_Task to complete_
Copy out every line of the data exactly; do not include the images.

Region pointing data

┌──

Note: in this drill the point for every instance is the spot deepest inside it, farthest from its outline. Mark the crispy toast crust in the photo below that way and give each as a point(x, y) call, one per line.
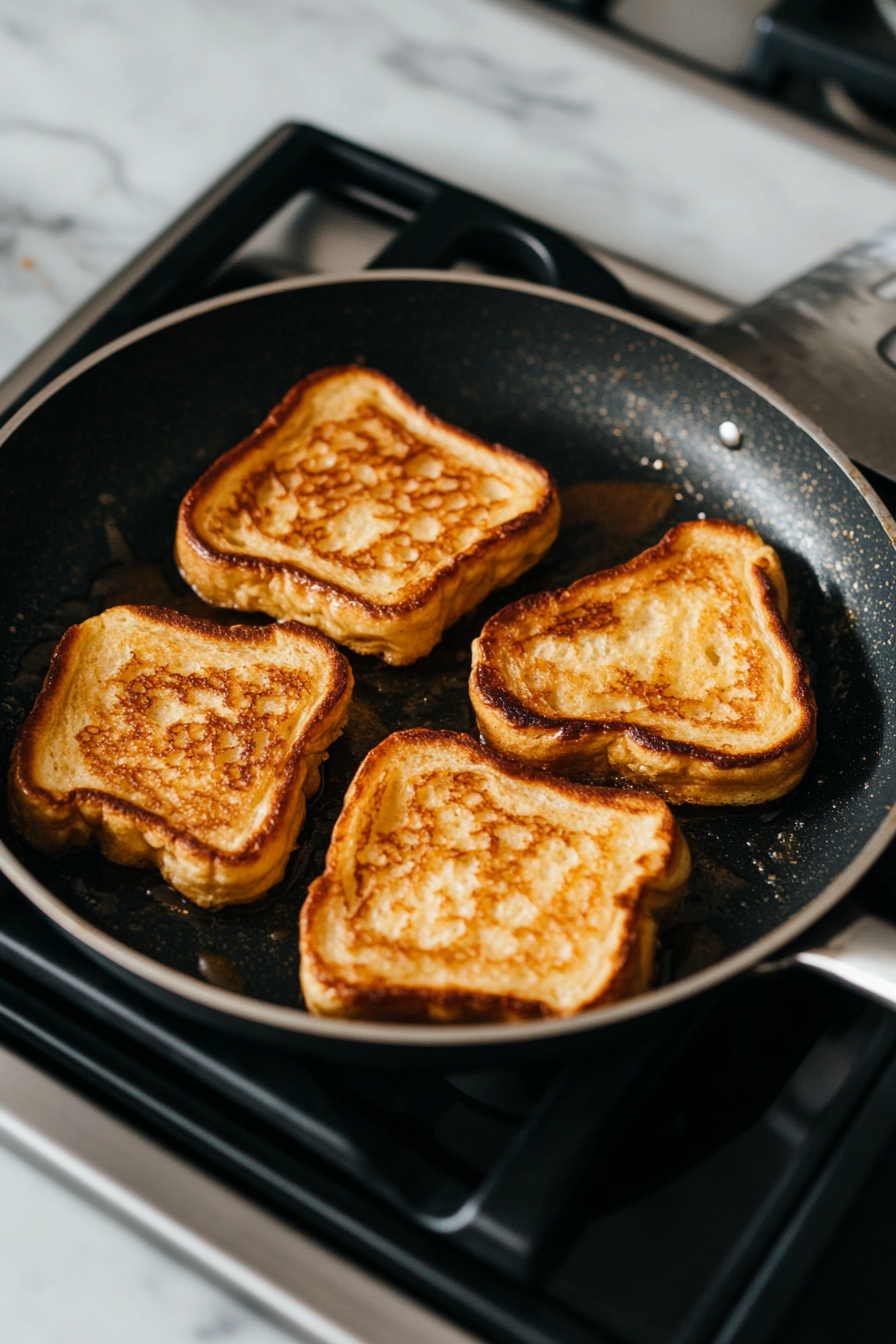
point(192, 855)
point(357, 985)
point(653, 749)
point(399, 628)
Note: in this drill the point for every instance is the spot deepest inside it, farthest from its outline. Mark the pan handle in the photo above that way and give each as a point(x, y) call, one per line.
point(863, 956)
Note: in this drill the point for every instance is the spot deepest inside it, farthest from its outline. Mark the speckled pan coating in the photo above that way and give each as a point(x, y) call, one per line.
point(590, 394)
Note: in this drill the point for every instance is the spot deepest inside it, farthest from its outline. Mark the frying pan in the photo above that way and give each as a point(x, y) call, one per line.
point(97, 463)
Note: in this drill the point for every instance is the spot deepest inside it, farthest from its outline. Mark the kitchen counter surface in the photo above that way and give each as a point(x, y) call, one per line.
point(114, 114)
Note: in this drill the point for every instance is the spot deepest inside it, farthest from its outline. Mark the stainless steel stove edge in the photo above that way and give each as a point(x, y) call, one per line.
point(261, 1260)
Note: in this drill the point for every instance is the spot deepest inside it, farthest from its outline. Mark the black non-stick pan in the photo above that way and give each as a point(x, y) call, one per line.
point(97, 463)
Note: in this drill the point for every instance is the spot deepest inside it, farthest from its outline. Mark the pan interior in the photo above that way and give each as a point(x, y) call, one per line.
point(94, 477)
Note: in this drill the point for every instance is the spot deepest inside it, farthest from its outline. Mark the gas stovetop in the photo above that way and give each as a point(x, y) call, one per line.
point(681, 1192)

└──

_Written response_
Note: in this drill the point for every instance is the spot deepest inside it, farthest from its outline. Mark the crispy toast crust in the photo below that way and give each as a point(x, y) call, one per line.
point(192, 855)
point(357, 985)
point(653, 749)
point(399, 628)
Note: in this drill the point for every instance is the spot deepest inside it, farthest from its outline. Mark the pan handle in the photo above that way and give each as a point(x, y) call, one per line.
point(863, 956)
Note: in this drill the point for every instance is the spot deepest inside it, farthest from its outline. Mark the speckled pan coating in the photo above that way and give each as a point(x, y) call, one per line.
point(590, 394)
Note: in this drill the point for every instance is the spot deepest inside it, farthest from its outline. Mark the frying pan in the photo above that way and give each as a point(x, y) call, one per line.
point(97, 463)
Note: in this drill the point for every instance is the spot deepest inside it, farthest from its outline. Mark the kitchen counter surface in the photo above that way and give each as a point(x, y) call, one per line.
point(114, 114)
Note: in this drill the point for every instance is the spot deepest inside it, farthest from its outline. Mark the stainless steel stove edge in the photo above that way and give each as a point(x, y) call, one per line.
point(261, 1260)
Note: in this drill the point for every instance is the spot deepest inside it, farthest from its outline. Mark the black non-stick pan in the photo above that way and give each as a point(x, y) call, one per line.
point(97, 463)
Note: in this drill the point for every instance is the spot deepest inside it, farthest from its outline. Mark the pan interior in the photo above that way and give each as a point(x, y) call, one per line.
point(94, 477)
Note: in this drill the point for every instance is the spot deepest inside it, farthest from its outline. Mark the gas stovetop in the photo above that way and give each as a point(x, y) call, one per line.
point(681, 1192)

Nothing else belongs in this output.